BEGIN Exercise input
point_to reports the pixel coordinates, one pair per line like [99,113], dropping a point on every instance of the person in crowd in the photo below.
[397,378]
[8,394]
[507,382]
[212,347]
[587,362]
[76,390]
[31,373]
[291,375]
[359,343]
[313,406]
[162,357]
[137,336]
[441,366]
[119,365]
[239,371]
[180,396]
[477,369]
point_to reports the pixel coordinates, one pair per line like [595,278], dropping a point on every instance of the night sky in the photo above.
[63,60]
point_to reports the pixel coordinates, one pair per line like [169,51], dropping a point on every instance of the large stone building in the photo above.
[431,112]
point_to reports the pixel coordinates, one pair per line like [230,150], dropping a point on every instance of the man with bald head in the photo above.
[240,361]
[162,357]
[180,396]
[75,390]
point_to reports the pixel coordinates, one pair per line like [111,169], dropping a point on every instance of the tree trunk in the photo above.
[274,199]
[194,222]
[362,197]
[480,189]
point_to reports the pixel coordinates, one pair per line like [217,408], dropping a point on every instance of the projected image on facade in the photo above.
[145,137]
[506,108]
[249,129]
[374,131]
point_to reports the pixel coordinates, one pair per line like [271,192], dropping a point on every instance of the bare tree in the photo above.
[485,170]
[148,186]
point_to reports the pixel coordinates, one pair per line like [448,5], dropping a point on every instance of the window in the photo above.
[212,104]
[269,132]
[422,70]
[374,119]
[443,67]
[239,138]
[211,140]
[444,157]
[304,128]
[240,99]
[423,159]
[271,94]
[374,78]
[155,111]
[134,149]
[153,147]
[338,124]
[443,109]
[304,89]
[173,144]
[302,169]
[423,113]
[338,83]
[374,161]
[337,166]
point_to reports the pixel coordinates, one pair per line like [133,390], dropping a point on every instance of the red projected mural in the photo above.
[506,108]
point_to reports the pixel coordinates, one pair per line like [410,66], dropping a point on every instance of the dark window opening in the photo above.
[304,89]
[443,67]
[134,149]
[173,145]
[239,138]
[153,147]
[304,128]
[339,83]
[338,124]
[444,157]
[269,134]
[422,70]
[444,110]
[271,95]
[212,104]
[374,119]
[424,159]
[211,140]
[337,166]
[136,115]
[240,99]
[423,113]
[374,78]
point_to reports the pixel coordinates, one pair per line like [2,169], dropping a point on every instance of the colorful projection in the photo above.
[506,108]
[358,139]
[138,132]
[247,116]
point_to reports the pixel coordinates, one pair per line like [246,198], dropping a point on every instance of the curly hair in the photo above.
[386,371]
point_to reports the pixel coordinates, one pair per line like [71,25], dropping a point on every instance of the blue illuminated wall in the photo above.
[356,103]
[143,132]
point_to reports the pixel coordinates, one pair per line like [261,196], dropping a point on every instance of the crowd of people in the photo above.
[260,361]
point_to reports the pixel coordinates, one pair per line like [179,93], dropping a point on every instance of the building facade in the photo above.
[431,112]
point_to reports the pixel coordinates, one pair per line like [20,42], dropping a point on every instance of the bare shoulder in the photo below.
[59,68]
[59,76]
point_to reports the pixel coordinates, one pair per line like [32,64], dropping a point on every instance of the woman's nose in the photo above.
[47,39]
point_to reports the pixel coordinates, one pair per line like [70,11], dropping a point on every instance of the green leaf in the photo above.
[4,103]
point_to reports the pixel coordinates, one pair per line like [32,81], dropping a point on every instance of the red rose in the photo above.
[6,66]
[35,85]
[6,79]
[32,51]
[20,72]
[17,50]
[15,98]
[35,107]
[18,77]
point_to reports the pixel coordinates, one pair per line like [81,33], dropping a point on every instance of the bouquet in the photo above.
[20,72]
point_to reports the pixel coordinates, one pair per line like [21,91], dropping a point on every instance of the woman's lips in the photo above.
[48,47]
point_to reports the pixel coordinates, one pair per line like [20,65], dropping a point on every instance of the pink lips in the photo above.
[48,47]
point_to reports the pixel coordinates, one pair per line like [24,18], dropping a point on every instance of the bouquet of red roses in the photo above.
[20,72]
END Exercise input
Repeat every one of the rows above word for word, without changing anything.

## Output for this task
point_to reports the pixel coordinates, one pair per line like [99,113], dropping a point on every instance of the person in crowd in the photo below.
[397,378]
[8,394]
[507,382]
[212,347]
[587,362]
[76,390]
[31,373]
[291,375]
[359,343]
[313,406]
[162,357]
[137,336]
[441,366]
[119,365]
[239,371]
[180,396]
[477,369]
point_to reports the pixel coordinates, one pair per line like [595,278], dropping a point on every instance of the night sky in the photo above.
[63,60]
point_to reports the pixel coordinates, one pair per line like [169,51], dropping a point on every instance of the large stone building in the photo above.
[431,112]
point_to reports the pixel coordinates, one pair per line like [230,150], dropping a point on every instance of the man with bald head in the photo above.
[240,361]
[162,357]
[180,396]
[75,390]
point_to reports the pixel coordinates, one pair per line like [111,169], dropping a point on every instance of the tree trunk in the photo above.
[274,199]
[194,222]
[362,197]
[480,189]
point_to reports the pixel coordinates, one pair per line like [217,408], dropping a point on every instance of the projected image on facade in the photo above.
[145,137]
[506,108]
[249,129]
[374,131]
point_to reports the pixel coordinates, one pair per line like [271,192], dropping a point on every instance of the bare tree in the photo above.
[485,170]
[148,186]
point_to reports the pixel coordinates, one pair per line like [448,5], dropping a point on every instance of the window in the photo above.
[212,104]
[269,132]
[422,70]
[374,119]
[443,67]
[239,138]
[211,140]
[444,157]
[304,128]
[240,99]
[423,159]
[271,94]
[374,78]
[155,111]
[134,149]
[153,147]
[338,124]
[443,109]
[304,89]
[173,144]
[302,169]
[423,113]
[338,83]
[374,161]
[337,166]
point_to reports the pixel coordinates, one pair per line like [133,390], dropping a point on every instance of the red projected mural in the photo above.
[506,108]
point_to reports the pixel coordinates, one pair per line like [410,66], dropping a point on every instance of the dark window opening in the photo above.
[304,89]
[443,67]
[134,149]
[173,145]
[239,138]
[153,147]
[304,128]
[339,83]
[338,124]
[444,157]
[269,134]
[422,70]
[444,110]
[271,95]
[212,104]
[374,119]
[424,159]
[211,140]
[337,166]
[136,115]
[240,99]
[423,113]
[374,78]
point_to reports the pixel coordinates, one pair per line like [2,169], dropping a point on every instance of the colorful projection in the photo above.
[506,108]
[358,139]
[138,132]
[247,116]
point_to reports the pixel coordinates, one pair per line like [246,198], dropping a point on every instance of the curly hair in the photo above.
[386,371]
point_to reports the pixel coordinates, one pair per line like [71,25], dropping a point on every instance of the blue illuminated wall in the photo above.
[356,103]
[143,132]
point_to reports the pixel coordinates, one pair per line like [261,196], dropping a point on every instance of the crowd of people in the photo above.
[260,361]
point_to reports the pixel coordinates, one pair per line like [179,93], dropping a point on every instance of the building facade in the photo above.
[431,112]
point_to reports the pixel coordinates, one pair per line like [20,42], dropping a point on every instance of the bare shoulder in the photo below.
[59,68]
[59,76]
point_to reports the pixel coordinates, one pair per line like [32,64], dropping a point on every instance of the woman's nose in the photo above.
[47,39]
point_to reports the pixel coordinates, one pair per line like [70,11], dropping a point on every instance of the green leaf in the photo above.
[4,103]
point_to reports the pixel coordinates, one pair per line like [32,81], dropping a point on every instance of the red rose in the photo above.
[6,66]
[35,85]
[6,79]
[32,51]
[20,72]
[17,50]
[15,98]
[35,107]
[18,77]
point_to reports the pixel coordinates, one pair per line like [81,33], dropping a point on every instance of the bouquet in the photo above.
[20,72]
point_to reports the pixel coordinates, one pair per line like [21,91], dropping a point on every instance of the woman's lips in the photo above.
[48,47]
point_to reports the pixel coordinates, one pair per line like [20,65], dropping a point on every instance of the pink lips in the photo above.
[48,47]
point_to reports the pixel coordinates, one pair per line like [24,18], dropping a point on every instance of the bouquet of red roses in the photo above.
[20,72]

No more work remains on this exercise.